(Outline records)

— start —

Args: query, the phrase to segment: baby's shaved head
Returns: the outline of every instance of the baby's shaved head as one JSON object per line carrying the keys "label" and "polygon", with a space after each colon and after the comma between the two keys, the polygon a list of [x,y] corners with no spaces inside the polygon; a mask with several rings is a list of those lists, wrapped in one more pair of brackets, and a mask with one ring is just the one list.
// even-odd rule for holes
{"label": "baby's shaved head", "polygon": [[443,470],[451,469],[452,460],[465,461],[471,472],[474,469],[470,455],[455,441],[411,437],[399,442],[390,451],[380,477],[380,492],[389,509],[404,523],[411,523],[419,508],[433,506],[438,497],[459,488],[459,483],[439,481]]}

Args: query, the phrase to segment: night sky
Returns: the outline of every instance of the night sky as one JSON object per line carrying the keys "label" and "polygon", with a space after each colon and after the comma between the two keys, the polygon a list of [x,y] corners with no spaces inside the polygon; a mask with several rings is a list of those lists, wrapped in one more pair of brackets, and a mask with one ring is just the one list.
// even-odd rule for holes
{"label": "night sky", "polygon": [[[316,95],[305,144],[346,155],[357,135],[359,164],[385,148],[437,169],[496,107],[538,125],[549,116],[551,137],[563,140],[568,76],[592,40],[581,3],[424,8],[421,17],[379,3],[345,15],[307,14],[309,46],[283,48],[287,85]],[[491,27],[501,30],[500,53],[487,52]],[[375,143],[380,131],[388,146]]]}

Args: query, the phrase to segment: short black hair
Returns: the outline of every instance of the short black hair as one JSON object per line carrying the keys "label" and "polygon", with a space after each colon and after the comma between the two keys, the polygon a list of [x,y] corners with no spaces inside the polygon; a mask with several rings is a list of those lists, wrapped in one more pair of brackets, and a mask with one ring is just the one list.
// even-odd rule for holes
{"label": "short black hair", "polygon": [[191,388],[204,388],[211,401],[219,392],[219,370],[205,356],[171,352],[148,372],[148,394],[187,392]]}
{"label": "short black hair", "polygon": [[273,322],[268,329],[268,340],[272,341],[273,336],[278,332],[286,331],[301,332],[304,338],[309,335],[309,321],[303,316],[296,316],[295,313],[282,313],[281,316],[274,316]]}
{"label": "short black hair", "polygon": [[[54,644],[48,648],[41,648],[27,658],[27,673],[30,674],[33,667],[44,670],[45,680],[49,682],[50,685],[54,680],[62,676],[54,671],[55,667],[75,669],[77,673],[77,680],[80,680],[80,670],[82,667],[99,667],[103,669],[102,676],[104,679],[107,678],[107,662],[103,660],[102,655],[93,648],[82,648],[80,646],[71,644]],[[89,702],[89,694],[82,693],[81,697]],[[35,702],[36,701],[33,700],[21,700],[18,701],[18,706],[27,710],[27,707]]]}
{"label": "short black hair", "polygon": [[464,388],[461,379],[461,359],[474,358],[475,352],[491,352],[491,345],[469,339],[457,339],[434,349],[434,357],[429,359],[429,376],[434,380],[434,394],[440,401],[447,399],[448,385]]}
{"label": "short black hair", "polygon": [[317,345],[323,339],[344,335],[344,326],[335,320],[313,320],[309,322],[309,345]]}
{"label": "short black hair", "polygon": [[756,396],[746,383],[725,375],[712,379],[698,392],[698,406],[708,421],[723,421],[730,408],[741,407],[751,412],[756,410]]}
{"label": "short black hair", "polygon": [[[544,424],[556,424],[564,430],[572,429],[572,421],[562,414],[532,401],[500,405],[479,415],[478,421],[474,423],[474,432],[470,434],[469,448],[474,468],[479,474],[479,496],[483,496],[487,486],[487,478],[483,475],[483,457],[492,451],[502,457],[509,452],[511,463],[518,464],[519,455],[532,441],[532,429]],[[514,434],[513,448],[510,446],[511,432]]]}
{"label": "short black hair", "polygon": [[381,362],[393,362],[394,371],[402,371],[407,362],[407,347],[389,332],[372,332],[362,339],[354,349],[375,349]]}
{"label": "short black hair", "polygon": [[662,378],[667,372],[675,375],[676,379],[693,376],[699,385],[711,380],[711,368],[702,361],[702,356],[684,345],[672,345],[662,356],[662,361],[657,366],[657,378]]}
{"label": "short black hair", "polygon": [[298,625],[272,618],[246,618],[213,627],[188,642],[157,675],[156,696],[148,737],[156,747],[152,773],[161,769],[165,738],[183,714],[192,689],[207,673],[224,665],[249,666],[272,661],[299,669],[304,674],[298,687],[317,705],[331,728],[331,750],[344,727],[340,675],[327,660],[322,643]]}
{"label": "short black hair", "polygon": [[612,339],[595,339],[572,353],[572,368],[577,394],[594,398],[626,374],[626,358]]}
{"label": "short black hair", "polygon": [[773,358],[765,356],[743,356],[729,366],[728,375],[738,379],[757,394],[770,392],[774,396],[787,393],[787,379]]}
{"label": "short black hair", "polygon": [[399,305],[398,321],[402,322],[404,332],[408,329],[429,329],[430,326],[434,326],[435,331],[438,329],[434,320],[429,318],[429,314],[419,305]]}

— end —

Task description: List every line of the records above that contains the string "phrase", matching case exactly.

The reply:
Args: query, the phrase to segment: baby's shaved head
Args: query, the phrase to segment: night sky
Args: query, the phrase to segment: short black hair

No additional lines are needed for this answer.